“Vivía en un pueblo de Veracruz, mi mamá nos dejaba a mí y a mis hermanos para ir a trabajar, vendía verduras, aguacate, chiles, hojas para tamales y lo que se daba en el pueblo. Mi papá era muy agresivo. Yo cuidaba a mi hermanito, era muy chiquito, y lo que mi papá ganaba lo gastaba comprando refrescos a sus amigos.

“Porque los niños tienen derecho a jugar y divertirse,
no a ser obligados a trabajar en lugar de sus padres”  
Anónimo.

Nunca fui al kínder porque nunca me mandó mi papá, y a la primaria entré muy grande. Mi papá nos llevaba a mí y a mi hermanito a cortar café, y si no queríamos ir, nos golpeaba. A nosotros nos gustaba cortar café, pero a la vez no, porque no nos daban dinero pero sí un plato de frijoles.

A los seis años me obligaron a usar el metate para hacer tortillas, no lo alcanzaba, era muy pequeña y me salían mal las tortillas. Mi hermanita de tres meses estaba a mi cuidado, la dejaba que me chupara el labio para que no tuviera hambre, o mojaba su cobija con café para que ella comiera, también le daba atole de masa.

A esa edad me llevaba a mis hermanos a pedir comida regalada, nos daban pan y carne, y cuando nos daban un peso comprábamos eso de carne. Nosotros éramos felices cuando mis papás no estaban porque nadie nos regañaba ni golpeaba.

Cuando cumplí 12 años, uno de mis primos paso a mi casa para que yo le fuera a comprar pan, que porque mi papá le había dicho, pero era muy noche, y le dije que yo no iba a salir, insistió, y al salir trato de abusar de mí. Gracias a Dios no lo logró porque corrí, no le dije a nadie porque nadie me creería.

Mis hermanos y yo decidimos irnos a cortar café para tener dinero y comprar una carretilla a escondidas de mi papá, si sabía que teníamos dinero nos lo iba a pedir. A las tres de la tarde, yo corría a mi casa para hacer la comida, tenía que estar todo listo.

El dinero que juntábamos lo enterraba para que mi papá no nos lo quitara. Un día juntamos 500 pesos, y le pedimos a mi mamá que nos comprara una carretilla, pero nos dijo que para que queríamos esa tontería, y nos preguntó de dónde habíamos sacado el dinero, le tuvimos que decir que trabajábamos en los cafetales.

Teniendo 11 años seguía pidiendo comida regalada, pero me decían que ya no me iban a dar porque ya estaba grande. Me di cuenta que tenía que trabajar, y una señora que me conocía me dio trabajo en su casa.

Saliendo de la escuela me iba, ahí tendía la cama, lavaba los trastes y sacaba la basura, me pagaba 20 pesos y me compraba zapatos y blusas; pero me salí porque uno de sus hijos me quiso besar a la fuerza.

(Datos de expresiones referenciales)
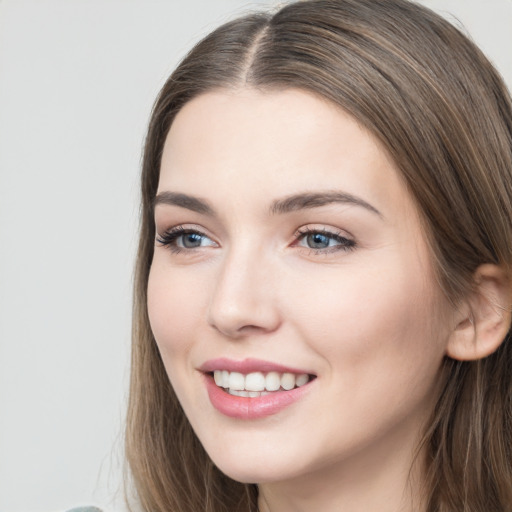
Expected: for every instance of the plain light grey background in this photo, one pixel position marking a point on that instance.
(77, 81)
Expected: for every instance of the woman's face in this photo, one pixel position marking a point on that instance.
(289, 254)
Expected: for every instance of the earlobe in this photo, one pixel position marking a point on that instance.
(484, 318)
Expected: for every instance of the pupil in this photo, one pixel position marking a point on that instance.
(318, 241)
(191, 240)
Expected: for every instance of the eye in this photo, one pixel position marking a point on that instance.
(180, 238)
(323, 240)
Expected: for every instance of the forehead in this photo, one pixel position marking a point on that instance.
(238, 142)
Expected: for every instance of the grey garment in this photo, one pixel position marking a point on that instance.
(85, 509)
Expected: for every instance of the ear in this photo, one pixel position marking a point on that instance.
(483, 319)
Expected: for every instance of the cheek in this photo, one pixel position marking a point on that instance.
(174, 303)
(375, 322)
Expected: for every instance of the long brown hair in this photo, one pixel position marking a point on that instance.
(444, 115)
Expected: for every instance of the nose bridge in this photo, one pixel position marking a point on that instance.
(244, 298)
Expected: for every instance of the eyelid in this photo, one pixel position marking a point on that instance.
(346, 240)
(168, 237)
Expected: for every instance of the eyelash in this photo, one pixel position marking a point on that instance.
(344, 243)
(169, 239)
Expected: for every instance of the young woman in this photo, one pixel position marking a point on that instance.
(323, 288)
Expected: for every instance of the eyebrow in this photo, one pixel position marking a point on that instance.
(288, 204)
(317, 199)
(184, 201)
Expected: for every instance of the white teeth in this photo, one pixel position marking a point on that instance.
(256, 383)
(272, 381)
(302, 379)
(236, 381)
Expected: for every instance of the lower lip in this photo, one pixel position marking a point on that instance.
(245, 408)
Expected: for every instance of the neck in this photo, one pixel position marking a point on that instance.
(386, 478)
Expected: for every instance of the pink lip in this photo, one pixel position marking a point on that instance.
(247, 366)
(250, 408)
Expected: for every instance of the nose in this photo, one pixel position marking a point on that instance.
(244, 301)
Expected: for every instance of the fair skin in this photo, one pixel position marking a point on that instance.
(341, 288)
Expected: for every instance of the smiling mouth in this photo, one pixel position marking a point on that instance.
(256, 384)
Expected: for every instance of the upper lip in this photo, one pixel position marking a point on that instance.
(245, 366)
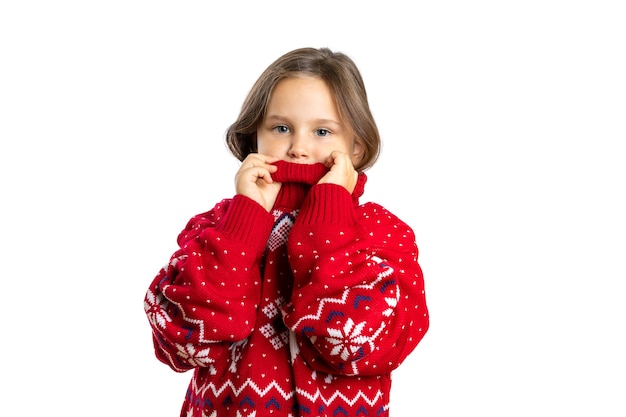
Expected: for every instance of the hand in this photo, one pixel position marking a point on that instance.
(254, 180)
(341, 172)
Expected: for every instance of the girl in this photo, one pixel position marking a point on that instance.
(291, 298)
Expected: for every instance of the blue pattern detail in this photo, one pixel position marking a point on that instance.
(386, 284)
(360, 298)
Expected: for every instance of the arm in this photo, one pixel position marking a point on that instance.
(358, 304)
(206, 297)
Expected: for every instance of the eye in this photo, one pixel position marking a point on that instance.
(281, 129)
(322, 132)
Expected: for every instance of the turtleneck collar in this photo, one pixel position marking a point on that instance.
(297, 180)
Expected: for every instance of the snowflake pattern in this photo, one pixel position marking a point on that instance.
(155, 307)
(196, 357)
(348, 340)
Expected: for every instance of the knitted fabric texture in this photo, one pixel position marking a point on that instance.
(303, 311)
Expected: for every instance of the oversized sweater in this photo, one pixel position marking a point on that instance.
(302, 311)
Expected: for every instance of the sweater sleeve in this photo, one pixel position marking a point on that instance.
(206, 297)
(358, 306)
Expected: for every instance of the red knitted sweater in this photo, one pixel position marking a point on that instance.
(304, 311)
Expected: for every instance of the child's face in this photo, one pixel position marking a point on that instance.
(302, 124)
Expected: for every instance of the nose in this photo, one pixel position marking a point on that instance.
(298, 148)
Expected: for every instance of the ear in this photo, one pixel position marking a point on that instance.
(253, 143)
(358, 152)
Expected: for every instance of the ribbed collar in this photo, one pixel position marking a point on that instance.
(297, 180)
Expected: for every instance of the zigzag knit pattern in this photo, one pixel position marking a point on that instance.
(304, 311)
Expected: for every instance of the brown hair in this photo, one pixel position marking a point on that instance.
(342, 77)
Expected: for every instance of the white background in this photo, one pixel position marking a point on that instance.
(503, 125)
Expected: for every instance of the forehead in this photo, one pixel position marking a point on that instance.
(302, 94)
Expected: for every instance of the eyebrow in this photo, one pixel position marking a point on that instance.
(316, 121)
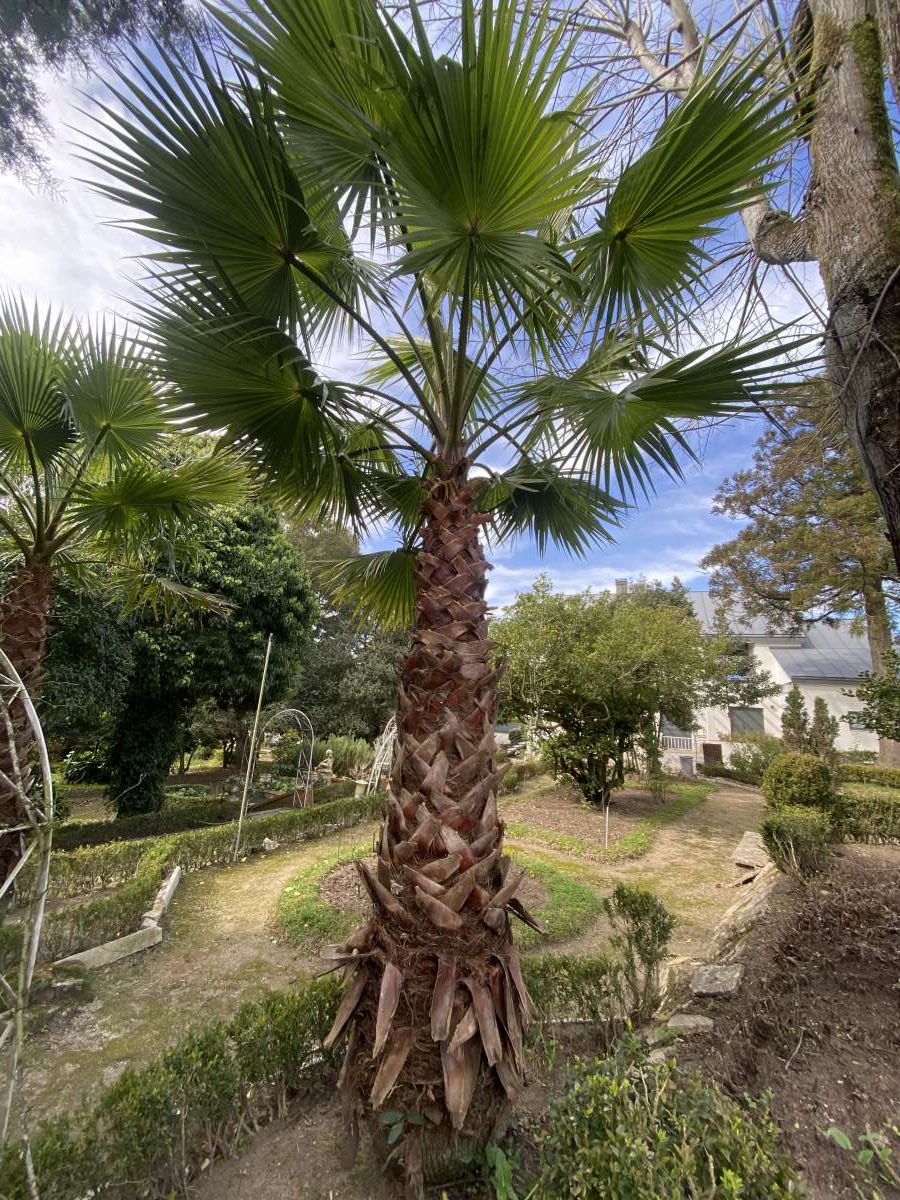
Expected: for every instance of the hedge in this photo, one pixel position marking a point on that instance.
(157, 1123)
(871, 816)
(197, 813)
(141, 864)
(719, 771)
(798, 839)
(861, 773)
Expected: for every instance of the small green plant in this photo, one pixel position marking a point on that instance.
(799, 779)
(874, 1155)
(642, 929)
(628, 1129)
(798, 839)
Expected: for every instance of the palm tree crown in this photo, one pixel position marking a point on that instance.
(336, 174)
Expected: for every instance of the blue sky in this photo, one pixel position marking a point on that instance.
(60, 249)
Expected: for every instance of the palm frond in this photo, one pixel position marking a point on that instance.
(706, 162)
(379, 587)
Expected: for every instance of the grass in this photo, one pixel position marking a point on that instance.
(311, 921)
(631, 845)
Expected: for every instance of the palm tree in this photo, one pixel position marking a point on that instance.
(514, 310)
(82, 485)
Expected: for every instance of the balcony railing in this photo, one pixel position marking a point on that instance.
(677, 742)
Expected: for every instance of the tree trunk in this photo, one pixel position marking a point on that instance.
(24, 615)
(853, 205)
(435, 1014)
(881, 640)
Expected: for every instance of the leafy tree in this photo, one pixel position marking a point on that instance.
(514, 385)
(600, 671)
(881, 699)
(823, 731)
(84, 483)
(813, 544)
(795, 723)
(245, 559)
(36, 35)
(837, 57)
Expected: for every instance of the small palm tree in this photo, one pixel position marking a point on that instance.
(83, 485)
(514, 310)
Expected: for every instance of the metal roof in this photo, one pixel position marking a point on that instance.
(817, 652)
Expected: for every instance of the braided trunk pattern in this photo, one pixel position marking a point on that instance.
(24, 613)
(436, 1006)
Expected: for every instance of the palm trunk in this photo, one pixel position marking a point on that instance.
(881, 641)
(435, 1013)
(24, 613)
(855, 211)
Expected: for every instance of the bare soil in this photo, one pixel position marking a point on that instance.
(817, 1020)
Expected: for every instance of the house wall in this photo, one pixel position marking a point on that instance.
(713, 724)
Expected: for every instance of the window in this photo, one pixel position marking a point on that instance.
(747, 720)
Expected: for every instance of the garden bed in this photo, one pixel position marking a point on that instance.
(816, 1020)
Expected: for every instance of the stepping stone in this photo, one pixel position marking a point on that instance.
(690, 1023)
(718, 981)
(750, 851)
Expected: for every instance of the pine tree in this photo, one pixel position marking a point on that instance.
(795, 723)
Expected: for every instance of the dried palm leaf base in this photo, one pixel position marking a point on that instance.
(436, 1007)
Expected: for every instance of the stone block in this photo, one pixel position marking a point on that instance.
(111, 952)
(684, 1024)
(718, 981)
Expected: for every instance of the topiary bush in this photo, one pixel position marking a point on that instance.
(799, 779)
(628, 1129)
(863, 773)
(798, 839)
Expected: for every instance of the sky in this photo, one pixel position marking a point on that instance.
(60, 247)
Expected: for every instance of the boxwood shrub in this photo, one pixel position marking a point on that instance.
(863, 773)
(799, 779)
(628, 1129)
(157, 1123)
(798, 839)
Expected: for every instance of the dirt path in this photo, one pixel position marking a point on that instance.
(688, 867)
(219, 949)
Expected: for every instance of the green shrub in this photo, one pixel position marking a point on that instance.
(137, 868)
(755, 753)
(157, 1123)
(642, 929)
(630, 1131)
(871, 814)
(719, 771)
(798, 839)
(799, 779)
(862, 773)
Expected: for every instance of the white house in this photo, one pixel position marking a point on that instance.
(823, 660)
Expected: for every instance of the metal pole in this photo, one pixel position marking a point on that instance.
(251, 757)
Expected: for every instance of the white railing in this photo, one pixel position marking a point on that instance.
(676, 742)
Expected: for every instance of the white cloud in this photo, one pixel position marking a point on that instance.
(54, 245)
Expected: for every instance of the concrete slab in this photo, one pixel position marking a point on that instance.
(111, 952)
(718, 981)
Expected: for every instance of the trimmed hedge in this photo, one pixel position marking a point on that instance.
(799, 779)
(157, 1123)
(798, 839)
(873, 816)
(628, 1129)
(862, 773)
(141, 864)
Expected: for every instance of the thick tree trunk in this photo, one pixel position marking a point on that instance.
(24, 615)
(881, 640)
(435, 1013)
(853, 207)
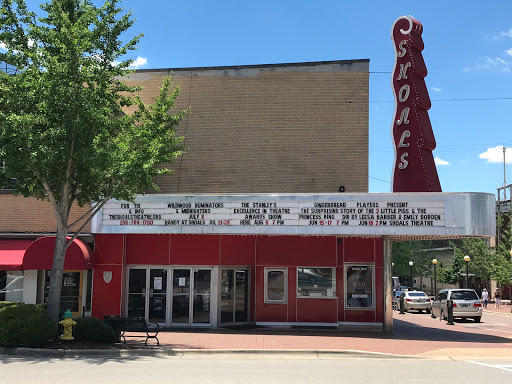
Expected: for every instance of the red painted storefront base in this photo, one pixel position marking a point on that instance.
(113, 253)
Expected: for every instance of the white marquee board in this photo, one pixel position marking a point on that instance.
(440, 214)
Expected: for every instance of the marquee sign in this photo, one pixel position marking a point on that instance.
(414, 169)
(358, 214)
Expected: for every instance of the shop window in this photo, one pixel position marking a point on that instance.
(359, 286)
(10, 183)
(276, 291)
(316, 282)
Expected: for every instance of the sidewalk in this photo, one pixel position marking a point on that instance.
(414, 336)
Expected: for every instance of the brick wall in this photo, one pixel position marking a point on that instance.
(28, 215)
(288, 128)
(269, 129)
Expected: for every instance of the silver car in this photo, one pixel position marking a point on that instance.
(416, 301)
(466, 304)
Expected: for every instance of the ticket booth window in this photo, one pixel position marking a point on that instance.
(359, 286)
(316, 282)
(276, 285)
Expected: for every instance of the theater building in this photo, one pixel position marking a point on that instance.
(267, 218)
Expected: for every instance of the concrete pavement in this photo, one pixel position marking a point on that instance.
(415, 335)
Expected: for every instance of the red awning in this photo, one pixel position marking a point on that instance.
(11, 254)
(39, 255)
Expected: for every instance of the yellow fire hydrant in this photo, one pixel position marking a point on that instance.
(68, 323)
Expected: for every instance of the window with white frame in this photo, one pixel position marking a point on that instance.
(316, 282)
(359, 286)
(276, 287)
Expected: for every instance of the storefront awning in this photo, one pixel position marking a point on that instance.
(11, 254)
(38, 254)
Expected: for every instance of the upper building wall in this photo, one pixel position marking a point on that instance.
(26, 215)
(285, 128)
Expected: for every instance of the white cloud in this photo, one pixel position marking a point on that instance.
(139, 62)
(506, 33)
(440, 161)
(487, 63)
(495, 155)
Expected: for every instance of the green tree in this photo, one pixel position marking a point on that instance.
(63, 134)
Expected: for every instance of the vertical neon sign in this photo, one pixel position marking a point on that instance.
(414, 169)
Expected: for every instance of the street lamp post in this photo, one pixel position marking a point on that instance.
(410, 265)
(466, 259)
(435, 276)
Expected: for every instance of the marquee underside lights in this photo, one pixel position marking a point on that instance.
(414, 169)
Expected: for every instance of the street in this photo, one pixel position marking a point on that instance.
(421, 350)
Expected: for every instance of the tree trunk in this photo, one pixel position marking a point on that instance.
(56, 278)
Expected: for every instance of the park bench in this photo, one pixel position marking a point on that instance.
(133, 324)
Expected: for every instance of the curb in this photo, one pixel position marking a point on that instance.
(180, 353)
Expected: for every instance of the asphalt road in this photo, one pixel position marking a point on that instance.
(252, 369)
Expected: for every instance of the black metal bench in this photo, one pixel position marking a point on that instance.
(133, 324)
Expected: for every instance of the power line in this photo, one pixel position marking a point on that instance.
(453, 99)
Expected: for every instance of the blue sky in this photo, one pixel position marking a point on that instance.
(468, 53)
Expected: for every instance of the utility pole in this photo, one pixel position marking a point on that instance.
(504, 172)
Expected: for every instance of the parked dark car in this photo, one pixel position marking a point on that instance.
(466, 304)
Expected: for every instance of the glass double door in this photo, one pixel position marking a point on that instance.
(184, 300)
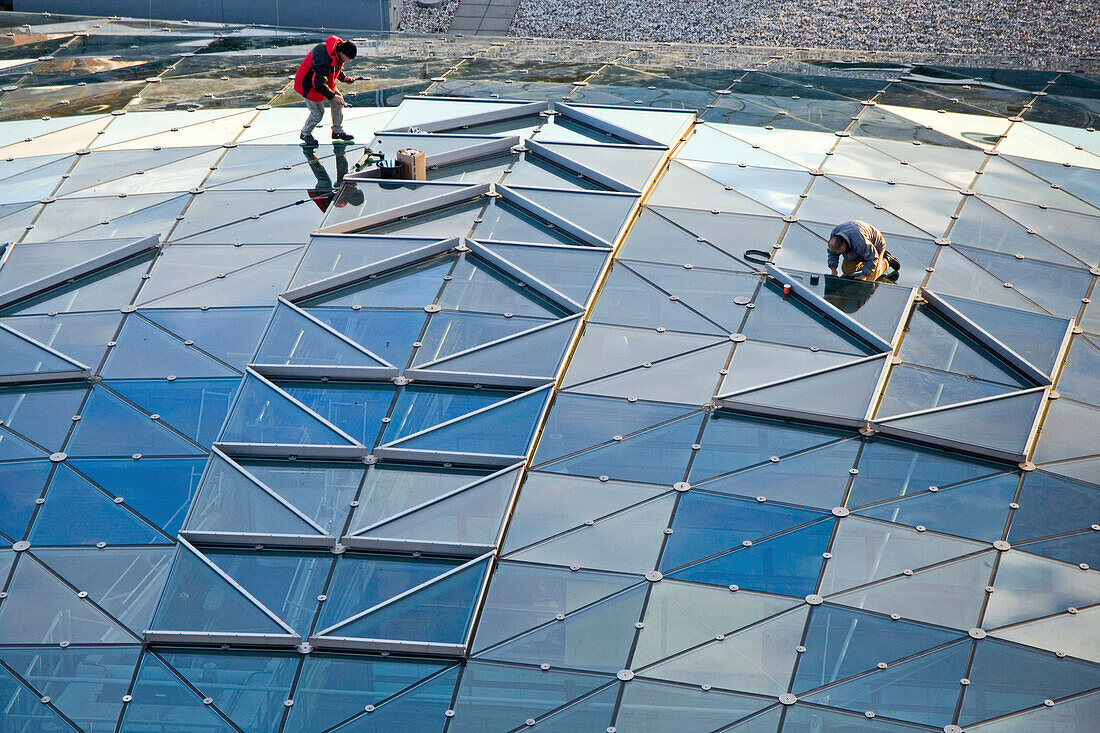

CONSIGNA A: En el testimonio, ¿cuánto pagaba la señora por el trabajo en su casa?
CONSIGNA B: Devuelve el pasaje del testimonio que comienza con las palabras "Teniendo 11 años" y termina después de "a la fuerza.", copiado sin cambios.

SOLUCIÓN DEL EJERCICIO A: 20 pesos.

SOLUCIÓN DEL EJERCICIO B:
Teniendo 11 años seguía pidiendo comida regalada, pero me decían que ya no me iban a dar porque ya estaba grande. Me di cuenta que tenía que trabajar, y una señora que me conocía me dio trabajo en su casa.

Saliendo de la escuela me iba, ahí tendía la cama, lavaba los trastes y sacaba la basura, me pagaba 20 pesos y me compraba zapatos y blusas; pero me salí porque uno de sus hijos me quiso besar a la fuerza.